WHAT TO PRODUCE:
Which lines in the data below contain the string "chrome"? List every such line in full, with case counting in the match.

Coordinate annotation entries:

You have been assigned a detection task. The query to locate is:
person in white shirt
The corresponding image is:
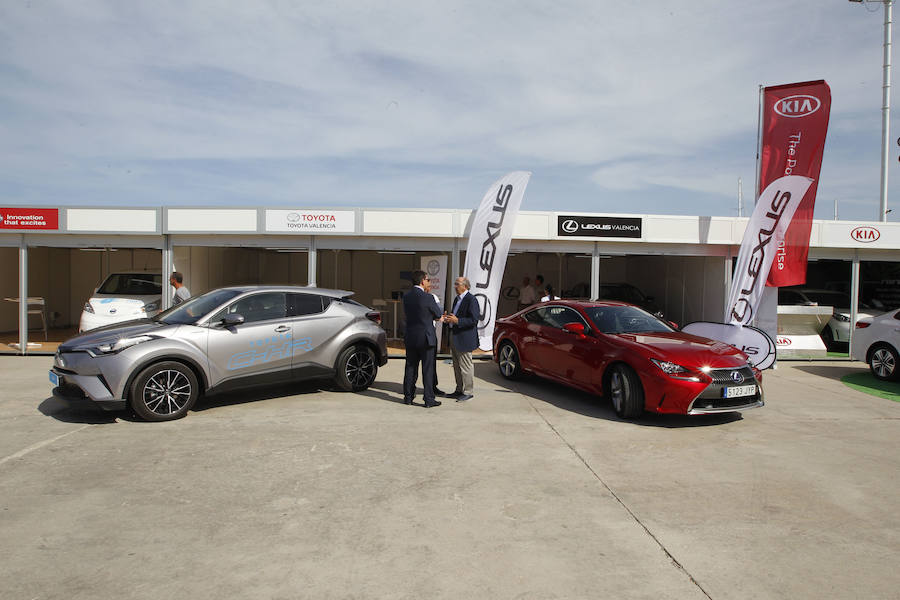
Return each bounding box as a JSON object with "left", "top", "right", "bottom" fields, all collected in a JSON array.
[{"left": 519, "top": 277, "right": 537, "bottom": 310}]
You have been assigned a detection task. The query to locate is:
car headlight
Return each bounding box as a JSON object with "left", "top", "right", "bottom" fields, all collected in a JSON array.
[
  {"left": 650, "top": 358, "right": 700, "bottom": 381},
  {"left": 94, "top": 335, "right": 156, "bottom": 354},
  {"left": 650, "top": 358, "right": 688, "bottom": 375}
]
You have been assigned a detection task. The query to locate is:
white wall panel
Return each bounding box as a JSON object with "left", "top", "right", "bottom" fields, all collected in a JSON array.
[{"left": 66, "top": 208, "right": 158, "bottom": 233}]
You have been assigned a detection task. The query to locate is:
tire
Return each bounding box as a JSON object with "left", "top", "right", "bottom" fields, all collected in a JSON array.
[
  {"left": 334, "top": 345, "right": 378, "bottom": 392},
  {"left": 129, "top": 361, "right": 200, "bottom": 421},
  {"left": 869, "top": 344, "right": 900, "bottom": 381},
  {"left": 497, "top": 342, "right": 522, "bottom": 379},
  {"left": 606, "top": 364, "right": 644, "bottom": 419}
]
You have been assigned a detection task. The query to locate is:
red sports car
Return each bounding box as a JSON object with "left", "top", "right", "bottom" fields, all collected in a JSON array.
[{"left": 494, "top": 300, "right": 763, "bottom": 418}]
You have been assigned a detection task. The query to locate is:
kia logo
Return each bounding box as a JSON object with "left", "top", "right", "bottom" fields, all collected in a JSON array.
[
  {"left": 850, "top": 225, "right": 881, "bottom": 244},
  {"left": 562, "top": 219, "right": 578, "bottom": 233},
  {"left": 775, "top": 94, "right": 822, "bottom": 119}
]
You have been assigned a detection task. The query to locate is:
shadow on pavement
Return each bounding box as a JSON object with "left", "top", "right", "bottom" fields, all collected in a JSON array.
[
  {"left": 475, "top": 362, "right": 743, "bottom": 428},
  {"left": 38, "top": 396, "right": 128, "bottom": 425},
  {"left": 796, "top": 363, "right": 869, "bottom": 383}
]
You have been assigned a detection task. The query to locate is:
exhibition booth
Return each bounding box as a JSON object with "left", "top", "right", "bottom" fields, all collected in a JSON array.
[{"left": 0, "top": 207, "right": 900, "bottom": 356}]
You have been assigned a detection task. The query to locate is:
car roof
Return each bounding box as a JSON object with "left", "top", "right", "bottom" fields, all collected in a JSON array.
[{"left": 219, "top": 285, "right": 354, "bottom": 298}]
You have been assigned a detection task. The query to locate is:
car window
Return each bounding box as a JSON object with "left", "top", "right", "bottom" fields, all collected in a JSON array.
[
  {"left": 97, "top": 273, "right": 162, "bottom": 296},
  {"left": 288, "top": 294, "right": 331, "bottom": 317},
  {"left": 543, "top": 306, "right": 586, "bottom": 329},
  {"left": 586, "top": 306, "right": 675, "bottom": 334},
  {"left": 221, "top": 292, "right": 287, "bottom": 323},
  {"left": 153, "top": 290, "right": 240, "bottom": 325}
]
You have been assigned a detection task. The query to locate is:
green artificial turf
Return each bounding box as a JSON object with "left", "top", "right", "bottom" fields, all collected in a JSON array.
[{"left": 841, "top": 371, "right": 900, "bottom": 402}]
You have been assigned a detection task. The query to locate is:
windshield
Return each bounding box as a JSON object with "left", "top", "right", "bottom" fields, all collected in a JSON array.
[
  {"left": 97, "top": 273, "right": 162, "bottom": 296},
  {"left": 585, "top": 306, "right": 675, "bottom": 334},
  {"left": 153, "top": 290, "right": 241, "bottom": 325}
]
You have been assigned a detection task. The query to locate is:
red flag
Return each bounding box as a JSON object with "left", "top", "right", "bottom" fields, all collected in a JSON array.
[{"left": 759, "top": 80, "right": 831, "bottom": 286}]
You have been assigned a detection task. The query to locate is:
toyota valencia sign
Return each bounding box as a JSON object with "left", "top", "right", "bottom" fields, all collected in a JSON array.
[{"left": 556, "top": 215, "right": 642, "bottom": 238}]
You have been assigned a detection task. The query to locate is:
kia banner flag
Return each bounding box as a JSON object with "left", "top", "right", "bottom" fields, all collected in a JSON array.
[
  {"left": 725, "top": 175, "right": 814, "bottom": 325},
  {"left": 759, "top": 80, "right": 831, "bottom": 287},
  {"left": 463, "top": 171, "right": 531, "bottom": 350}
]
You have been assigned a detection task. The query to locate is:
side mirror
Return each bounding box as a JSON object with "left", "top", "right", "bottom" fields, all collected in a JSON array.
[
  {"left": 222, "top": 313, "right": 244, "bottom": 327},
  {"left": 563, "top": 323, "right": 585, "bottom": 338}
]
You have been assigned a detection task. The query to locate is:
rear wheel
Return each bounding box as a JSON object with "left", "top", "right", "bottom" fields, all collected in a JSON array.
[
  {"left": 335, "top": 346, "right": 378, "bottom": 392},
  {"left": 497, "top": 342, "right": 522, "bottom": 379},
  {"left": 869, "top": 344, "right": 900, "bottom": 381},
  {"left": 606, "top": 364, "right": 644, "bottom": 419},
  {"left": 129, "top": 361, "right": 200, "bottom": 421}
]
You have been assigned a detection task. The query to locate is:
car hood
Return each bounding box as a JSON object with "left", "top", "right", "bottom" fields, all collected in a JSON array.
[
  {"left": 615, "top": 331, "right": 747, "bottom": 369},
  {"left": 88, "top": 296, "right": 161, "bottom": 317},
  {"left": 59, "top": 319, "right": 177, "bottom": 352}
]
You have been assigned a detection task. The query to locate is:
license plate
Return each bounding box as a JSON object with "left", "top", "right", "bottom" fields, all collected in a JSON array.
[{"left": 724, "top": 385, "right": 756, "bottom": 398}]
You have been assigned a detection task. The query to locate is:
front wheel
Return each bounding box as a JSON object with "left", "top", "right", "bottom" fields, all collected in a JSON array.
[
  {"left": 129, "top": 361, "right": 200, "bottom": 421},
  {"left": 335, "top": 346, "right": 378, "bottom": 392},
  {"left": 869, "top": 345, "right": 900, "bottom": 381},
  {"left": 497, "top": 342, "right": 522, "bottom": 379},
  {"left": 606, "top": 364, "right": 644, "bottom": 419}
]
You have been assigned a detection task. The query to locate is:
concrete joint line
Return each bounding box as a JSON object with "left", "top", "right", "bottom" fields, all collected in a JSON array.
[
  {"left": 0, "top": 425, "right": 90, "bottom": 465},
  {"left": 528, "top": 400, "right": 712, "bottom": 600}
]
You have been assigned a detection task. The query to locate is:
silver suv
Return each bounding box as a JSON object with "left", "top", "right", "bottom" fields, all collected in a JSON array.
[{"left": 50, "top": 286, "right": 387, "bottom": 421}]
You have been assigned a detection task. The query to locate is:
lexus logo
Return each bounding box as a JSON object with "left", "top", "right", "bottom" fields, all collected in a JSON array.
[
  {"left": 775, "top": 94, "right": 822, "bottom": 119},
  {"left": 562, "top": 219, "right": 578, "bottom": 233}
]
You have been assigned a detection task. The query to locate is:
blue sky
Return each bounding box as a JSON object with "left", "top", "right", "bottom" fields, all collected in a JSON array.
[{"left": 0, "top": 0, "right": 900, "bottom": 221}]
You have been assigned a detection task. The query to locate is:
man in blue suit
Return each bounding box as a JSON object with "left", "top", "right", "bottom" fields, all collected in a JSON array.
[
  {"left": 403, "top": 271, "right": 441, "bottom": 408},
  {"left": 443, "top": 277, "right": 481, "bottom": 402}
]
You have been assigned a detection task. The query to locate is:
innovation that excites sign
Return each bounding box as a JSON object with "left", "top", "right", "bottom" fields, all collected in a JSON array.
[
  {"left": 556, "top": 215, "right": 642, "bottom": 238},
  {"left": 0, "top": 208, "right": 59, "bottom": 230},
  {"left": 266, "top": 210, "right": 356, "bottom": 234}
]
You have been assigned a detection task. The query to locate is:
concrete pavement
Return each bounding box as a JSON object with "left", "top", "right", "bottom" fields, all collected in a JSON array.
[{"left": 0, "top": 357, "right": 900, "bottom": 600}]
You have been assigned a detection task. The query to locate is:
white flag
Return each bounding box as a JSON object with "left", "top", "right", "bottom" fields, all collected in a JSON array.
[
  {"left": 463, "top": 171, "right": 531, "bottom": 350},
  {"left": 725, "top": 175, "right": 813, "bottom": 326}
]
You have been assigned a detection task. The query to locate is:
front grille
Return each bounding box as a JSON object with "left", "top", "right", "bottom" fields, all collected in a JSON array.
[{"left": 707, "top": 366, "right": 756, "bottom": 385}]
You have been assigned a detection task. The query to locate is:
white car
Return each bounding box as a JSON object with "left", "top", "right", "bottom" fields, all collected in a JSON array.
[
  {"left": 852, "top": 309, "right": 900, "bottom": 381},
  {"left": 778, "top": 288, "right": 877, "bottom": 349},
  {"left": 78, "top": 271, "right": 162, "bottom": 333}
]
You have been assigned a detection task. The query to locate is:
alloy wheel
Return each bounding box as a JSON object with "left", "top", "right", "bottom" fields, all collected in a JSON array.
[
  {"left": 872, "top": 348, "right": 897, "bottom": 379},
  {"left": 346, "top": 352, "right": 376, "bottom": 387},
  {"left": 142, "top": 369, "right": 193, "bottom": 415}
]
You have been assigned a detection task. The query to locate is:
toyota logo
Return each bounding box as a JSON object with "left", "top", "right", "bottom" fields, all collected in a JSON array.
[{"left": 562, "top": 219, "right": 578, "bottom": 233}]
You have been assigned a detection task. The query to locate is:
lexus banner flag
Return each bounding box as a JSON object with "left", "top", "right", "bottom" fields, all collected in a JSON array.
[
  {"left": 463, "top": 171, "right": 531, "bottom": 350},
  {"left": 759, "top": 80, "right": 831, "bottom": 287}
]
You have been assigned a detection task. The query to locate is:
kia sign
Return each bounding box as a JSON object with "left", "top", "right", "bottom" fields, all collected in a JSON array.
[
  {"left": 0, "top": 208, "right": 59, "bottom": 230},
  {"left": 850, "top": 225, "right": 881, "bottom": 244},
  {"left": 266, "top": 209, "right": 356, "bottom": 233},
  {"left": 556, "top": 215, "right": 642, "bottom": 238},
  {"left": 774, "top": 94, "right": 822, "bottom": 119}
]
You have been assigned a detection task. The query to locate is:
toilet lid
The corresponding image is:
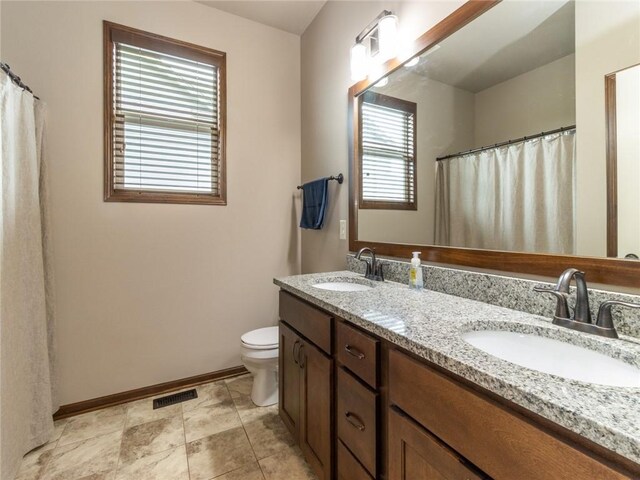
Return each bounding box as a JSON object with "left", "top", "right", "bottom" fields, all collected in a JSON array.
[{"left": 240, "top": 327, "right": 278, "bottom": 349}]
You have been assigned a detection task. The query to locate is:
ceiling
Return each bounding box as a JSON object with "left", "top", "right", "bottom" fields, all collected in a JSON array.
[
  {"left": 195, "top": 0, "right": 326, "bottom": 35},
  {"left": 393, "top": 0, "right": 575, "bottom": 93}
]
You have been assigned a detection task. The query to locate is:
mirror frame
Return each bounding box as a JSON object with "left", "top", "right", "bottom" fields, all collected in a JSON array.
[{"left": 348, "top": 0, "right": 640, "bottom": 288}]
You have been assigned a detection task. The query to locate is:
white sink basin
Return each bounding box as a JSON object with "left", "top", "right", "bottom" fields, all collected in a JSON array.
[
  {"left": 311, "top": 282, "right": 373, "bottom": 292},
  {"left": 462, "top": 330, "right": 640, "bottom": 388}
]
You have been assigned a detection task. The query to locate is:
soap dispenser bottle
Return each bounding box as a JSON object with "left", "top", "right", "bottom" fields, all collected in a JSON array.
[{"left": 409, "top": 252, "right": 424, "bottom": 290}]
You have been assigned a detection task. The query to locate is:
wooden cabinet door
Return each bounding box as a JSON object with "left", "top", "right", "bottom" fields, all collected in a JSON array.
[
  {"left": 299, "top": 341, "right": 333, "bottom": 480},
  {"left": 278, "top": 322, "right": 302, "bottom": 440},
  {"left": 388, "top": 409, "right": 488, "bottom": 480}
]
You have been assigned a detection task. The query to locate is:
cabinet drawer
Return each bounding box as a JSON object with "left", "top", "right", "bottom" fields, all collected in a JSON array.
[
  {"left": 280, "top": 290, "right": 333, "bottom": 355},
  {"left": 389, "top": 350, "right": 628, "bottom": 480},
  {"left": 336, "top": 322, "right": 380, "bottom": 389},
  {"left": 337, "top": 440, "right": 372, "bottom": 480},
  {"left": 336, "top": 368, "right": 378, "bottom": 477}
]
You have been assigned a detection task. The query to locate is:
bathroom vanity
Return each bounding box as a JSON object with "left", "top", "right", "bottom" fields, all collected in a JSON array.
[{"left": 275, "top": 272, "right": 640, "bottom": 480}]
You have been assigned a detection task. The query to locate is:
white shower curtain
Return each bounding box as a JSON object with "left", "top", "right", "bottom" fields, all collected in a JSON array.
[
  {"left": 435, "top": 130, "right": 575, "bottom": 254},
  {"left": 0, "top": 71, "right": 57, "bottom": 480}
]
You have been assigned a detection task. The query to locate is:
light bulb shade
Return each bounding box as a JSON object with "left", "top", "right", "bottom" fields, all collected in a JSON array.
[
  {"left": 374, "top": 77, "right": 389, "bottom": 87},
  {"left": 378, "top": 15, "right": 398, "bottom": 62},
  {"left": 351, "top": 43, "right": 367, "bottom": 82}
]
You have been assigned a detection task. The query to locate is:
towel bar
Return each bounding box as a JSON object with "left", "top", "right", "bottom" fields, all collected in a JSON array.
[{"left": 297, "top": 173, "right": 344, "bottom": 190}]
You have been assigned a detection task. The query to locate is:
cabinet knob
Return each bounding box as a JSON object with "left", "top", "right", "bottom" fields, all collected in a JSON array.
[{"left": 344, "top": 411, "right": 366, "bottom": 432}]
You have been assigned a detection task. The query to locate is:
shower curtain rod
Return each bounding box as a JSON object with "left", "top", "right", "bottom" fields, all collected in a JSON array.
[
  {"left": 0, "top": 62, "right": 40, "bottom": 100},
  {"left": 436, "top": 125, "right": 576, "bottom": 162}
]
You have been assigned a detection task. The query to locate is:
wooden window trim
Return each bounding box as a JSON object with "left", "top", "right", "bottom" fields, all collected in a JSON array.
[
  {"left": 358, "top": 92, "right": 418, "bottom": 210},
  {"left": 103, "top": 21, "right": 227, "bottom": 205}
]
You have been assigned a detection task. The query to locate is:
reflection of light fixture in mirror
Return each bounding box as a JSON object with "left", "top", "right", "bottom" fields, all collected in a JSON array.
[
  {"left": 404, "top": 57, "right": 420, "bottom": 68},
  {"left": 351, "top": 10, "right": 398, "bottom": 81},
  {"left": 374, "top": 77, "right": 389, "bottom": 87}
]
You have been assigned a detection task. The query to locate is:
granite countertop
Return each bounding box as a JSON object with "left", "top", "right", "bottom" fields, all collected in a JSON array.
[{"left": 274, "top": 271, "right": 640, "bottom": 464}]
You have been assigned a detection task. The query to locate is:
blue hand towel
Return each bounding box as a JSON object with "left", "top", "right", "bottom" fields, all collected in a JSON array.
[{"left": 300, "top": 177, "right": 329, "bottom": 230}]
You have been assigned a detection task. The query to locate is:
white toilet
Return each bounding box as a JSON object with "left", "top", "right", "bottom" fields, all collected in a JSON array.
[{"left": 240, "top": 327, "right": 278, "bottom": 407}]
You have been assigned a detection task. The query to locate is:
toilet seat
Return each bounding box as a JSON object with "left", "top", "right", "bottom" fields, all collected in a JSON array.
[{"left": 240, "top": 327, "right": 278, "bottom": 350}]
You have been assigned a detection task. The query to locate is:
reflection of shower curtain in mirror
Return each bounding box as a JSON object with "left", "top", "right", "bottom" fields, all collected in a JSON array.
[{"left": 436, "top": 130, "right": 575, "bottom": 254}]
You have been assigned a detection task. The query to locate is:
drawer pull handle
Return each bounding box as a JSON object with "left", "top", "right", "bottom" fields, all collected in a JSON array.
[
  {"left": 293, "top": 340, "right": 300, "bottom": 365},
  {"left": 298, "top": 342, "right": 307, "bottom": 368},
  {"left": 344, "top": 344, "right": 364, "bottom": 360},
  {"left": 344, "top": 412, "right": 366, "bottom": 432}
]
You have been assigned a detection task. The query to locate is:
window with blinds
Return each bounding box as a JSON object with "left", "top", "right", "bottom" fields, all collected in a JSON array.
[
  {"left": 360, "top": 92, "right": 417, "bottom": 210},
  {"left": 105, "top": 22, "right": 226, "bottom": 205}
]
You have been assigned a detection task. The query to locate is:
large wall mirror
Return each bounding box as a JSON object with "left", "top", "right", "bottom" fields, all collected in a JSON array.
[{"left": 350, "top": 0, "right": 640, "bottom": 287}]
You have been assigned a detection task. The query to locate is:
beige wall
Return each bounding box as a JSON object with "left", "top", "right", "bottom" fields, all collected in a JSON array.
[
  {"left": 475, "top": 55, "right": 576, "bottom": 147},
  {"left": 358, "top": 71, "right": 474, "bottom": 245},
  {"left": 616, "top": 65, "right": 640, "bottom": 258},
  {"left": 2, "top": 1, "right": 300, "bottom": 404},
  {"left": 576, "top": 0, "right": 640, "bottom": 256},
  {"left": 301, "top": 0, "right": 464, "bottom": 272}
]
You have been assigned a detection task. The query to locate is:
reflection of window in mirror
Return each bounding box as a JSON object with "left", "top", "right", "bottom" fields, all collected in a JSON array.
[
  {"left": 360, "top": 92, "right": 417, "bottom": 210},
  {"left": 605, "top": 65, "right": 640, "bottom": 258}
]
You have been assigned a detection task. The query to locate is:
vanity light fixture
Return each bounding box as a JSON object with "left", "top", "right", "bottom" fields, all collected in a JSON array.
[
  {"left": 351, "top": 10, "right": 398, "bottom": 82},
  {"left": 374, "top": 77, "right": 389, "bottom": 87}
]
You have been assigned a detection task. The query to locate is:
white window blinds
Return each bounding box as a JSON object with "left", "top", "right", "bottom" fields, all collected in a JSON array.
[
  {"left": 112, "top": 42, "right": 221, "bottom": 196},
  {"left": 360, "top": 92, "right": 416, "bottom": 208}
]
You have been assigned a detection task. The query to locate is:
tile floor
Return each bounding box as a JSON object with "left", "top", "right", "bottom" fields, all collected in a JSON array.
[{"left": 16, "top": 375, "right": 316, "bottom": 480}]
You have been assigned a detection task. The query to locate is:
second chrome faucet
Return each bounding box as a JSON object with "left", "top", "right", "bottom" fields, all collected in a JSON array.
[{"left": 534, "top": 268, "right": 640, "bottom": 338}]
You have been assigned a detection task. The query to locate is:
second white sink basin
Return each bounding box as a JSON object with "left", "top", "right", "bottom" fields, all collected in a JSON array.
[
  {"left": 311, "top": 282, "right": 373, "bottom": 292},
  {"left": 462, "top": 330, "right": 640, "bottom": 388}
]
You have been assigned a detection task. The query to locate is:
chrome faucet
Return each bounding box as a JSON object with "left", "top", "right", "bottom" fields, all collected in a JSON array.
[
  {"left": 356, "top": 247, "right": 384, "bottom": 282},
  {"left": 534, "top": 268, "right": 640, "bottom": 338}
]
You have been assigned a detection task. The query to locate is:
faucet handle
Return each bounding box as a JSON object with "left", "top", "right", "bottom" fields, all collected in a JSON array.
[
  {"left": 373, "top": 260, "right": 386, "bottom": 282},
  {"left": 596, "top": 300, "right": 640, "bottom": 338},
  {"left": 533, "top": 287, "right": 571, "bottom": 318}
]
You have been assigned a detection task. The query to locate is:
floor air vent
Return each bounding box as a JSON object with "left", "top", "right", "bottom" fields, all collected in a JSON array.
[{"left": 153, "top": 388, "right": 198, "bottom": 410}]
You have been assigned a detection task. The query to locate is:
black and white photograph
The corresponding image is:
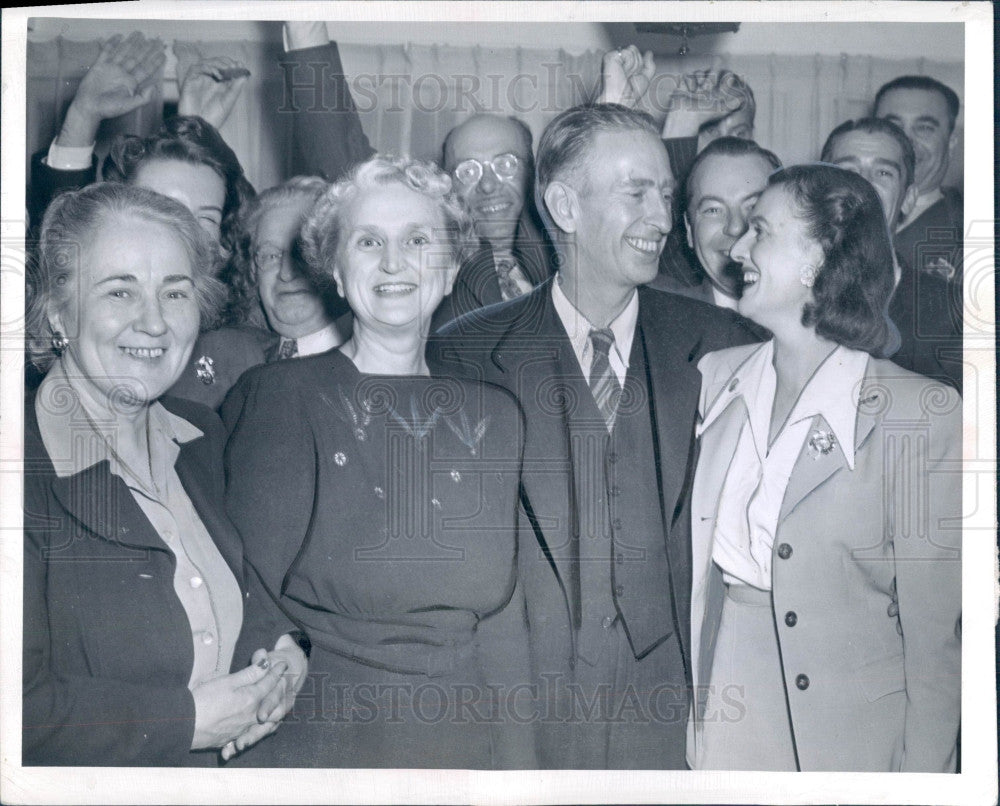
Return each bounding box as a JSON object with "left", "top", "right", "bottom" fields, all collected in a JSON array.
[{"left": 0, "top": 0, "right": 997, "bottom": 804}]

ANSWER TO THIS TASK:
second chrome faucet
chrome faucet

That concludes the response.